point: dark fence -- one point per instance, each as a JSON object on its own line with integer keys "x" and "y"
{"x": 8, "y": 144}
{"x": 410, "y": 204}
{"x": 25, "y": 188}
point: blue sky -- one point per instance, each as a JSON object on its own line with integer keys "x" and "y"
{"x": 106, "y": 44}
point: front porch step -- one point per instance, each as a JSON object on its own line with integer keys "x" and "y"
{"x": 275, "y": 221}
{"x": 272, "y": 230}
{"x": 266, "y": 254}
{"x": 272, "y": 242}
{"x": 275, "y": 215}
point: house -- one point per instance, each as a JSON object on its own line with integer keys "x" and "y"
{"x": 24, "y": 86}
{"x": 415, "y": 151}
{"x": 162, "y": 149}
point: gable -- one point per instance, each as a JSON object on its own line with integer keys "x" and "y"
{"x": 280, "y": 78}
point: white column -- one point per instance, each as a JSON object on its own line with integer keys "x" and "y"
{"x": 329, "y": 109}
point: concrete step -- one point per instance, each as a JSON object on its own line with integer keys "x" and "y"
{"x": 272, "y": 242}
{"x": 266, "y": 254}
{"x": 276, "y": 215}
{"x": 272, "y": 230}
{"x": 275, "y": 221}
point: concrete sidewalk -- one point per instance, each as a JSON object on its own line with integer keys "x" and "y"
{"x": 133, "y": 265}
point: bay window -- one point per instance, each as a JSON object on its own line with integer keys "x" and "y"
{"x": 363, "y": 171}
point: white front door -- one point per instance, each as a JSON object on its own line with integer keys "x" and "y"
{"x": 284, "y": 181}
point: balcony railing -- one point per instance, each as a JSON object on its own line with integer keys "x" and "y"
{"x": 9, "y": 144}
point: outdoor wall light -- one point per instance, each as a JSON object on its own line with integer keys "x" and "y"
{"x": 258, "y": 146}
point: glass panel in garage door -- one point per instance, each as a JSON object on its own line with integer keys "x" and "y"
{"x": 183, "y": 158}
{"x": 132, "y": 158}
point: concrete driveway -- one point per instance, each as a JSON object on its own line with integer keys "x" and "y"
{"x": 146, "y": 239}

- TO DO -
Return every line of the material without changes, from the line with "point: house -- one" through the final line of the material, including both ends.

- RESULT BELOW -
point: house -- one point per instance, each as a JSON object on its own line with integer keys "x" and "y"
{"x": 24, "y": 86}
{"x": 415, "y": 151}
{"x": 162, "y": 149}
point: gable -- one point per instance, each as a JSON object on its own line with integer keys "x" and "y"
{"x": 280, "y": 78}
point: white column -- one point per instance, each as a JSON object on its own line with integer keys "x" and "y"
{"x": 329, "y": 109}
point: concrete step -- one point per instance, each as a JSON object on its own line with integer keys "x" and "y"
{"x": 272, "y": 242}
{"x": 266, "y": 254}
{"x": 276, "y": 215}
{"x": 272, "y": 230}
{"x": 275, "y": 221}
point: concrete sidewalk -- one point per instance, each as a JSON object on its own line with integer keys "x" and "y"
{"x": 133, "y": 265}
point: bay window -- one point per instance, each as a JSON object on its own line with integer keys "x" and "y"
{"x": 363, "y": 171}
point: white front door -- one point per instance, each as a JSON object on its own line with integer keys "x" and "y"
{"x": 284, "y": 181}
point: balcony railing -- one point per instance, each as a JSON object on its own line with integer keys "x" and "y"
{"x": 9, "y": 144}
point: outdoor wall light -- one point per instance, each as a JSON object on its own line with integer keys "x" and "y"
{"x": 258, "y": 146}
point: glass panel in garage door -- one point per instance, each as a JSON object on its own line with integer keys "x" and "y"
{"x": 183, "y": 158}
{"x": 132, "y": 158}
point: concrete driveway -- one point per instance, each as a JSON object on its own line with integer keys "x" and "y"
{"x": 146, "y": 239}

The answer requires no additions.